Restate the lines word for word, from the one containing "Target: light pole" through the last line of the entries below, without any other lines.

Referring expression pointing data
——————

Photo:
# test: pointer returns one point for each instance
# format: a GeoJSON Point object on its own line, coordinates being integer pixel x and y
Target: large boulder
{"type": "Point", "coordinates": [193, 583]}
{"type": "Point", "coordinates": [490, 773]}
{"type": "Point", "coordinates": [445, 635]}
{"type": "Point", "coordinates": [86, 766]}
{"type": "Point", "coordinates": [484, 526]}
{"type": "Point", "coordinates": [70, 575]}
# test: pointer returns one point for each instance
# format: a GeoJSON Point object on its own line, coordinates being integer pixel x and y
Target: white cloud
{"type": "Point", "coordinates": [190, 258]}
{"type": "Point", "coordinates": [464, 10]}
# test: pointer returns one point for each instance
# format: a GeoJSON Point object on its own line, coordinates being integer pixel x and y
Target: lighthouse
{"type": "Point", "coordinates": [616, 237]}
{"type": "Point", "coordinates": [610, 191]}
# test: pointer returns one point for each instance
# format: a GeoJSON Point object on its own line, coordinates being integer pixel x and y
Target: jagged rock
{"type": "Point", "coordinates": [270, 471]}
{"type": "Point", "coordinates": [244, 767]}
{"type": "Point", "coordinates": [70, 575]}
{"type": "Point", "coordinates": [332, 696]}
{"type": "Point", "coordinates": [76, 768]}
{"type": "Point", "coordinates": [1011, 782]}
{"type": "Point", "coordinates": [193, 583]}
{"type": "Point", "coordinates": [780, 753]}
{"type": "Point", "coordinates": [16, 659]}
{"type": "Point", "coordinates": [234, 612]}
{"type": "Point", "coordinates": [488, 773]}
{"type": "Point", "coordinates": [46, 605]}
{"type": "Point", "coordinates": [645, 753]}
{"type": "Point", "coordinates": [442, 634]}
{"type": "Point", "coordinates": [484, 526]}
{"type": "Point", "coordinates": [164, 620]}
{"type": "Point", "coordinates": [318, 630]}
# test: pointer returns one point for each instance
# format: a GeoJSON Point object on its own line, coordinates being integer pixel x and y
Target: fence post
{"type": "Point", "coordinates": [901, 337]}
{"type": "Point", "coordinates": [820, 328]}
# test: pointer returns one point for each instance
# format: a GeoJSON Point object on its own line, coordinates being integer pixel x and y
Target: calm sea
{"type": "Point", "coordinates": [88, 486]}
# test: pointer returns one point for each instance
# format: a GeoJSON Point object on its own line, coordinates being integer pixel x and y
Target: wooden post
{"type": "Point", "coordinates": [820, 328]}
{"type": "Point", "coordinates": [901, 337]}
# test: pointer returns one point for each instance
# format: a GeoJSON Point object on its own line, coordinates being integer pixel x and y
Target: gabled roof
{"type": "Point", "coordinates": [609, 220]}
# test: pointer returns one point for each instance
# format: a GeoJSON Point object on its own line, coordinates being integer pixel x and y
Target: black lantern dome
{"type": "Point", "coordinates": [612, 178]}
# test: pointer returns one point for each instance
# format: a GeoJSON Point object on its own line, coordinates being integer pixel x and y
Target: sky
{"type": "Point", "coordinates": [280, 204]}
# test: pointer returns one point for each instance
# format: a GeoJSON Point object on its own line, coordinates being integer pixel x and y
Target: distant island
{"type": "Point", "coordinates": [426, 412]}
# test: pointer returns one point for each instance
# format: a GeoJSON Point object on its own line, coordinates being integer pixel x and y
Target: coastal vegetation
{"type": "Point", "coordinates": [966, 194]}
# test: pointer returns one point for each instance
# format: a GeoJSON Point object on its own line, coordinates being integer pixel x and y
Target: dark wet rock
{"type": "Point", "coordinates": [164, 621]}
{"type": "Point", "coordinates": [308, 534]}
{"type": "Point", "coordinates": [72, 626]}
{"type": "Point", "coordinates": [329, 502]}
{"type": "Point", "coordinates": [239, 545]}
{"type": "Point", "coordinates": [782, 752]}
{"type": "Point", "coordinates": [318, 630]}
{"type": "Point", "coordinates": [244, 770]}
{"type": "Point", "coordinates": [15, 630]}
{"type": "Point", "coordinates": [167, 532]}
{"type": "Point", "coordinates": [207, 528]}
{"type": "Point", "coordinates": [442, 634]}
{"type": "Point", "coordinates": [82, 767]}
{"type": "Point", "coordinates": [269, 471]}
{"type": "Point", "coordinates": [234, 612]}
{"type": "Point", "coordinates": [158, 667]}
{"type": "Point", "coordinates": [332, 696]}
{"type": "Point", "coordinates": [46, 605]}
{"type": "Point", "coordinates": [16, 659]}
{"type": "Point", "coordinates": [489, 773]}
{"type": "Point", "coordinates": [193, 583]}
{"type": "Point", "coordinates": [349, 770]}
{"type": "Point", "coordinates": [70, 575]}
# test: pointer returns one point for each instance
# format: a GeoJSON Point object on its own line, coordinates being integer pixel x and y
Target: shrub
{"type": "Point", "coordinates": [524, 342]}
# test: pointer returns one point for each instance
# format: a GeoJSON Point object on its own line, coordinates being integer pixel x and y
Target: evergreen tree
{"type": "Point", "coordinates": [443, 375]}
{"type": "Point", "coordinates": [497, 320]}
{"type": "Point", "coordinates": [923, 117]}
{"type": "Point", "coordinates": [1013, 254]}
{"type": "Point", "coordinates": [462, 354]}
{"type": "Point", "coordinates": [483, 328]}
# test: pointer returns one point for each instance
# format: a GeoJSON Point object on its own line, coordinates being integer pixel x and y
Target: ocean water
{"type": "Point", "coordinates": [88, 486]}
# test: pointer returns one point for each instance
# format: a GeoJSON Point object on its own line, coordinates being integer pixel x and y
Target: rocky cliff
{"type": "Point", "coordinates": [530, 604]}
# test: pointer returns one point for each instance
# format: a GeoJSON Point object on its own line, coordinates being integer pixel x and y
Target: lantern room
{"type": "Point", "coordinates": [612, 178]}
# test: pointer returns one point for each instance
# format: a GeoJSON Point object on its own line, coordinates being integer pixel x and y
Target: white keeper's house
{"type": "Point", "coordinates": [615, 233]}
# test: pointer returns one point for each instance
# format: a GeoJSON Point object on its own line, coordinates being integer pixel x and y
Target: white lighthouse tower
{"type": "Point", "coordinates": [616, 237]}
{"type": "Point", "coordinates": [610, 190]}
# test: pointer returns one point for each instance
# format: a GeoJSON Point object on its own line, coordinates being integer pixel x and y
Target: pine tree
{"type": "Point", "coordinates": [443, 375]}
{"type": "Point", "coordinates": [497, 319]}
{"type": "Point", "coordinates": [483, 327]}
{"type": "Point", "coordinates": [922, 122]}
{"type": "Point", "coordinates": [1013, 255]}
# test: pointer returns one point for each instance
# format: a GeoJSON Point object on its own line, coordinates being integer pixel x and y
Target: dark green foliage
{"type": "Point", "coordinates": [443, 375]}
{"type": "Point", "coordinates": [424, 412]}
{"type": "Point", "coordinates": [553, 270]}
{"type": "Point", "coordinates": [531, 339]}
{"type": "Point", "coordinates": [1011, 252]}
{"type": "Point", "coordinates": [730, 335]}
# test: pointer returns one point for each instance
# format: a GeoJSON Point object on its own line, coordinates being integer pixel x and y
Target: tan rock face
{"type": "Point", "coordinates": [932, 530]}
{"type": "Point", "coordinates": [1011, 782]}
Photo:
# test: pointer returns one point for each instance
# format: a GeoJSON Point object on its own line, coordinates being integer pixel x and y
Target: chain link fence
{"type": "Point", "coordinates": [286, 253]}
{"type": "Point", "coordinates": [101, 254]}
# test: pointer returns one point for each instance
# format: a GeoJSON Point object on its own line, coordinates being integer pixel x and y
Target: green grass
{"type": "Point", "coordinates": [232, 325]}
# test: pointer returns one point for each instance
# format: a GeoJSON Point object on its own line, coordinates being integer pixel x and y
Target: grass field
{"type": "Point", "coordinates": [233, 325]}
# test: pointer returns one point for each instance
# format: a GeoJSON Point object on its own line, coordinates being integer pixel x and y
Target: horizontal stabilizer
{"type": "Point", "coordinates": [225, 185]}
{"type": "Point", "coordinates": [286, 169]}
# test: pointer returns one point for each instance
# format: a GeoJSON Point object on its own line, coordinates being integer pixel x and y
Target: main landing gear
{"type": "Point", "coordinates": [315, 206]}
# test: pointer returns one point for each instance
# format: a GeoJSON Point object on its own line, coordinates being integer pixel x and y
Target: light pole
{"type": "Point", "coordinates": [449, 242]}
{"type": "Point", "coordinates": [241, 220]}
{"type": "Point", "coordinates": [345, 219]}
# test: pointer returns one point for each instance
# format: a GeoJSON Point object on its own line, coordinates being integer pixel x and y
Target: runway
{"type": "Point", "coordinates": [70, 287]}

——————

■ **Answer to this exercise**:
Target: light pole
{"type": "Point", "coordinates": [449, 242]}
{"type": "Point", "coordinates": [241, 220]}
{"type": "Point", "coordinates": [345, 219]}
# test: pointer returns one point for each instance
# format: a GeoJSON Point object on its own line, coordinates being integer pixel x and y
Target: runway
{"type": "Point", "coordinates": [70, 287]}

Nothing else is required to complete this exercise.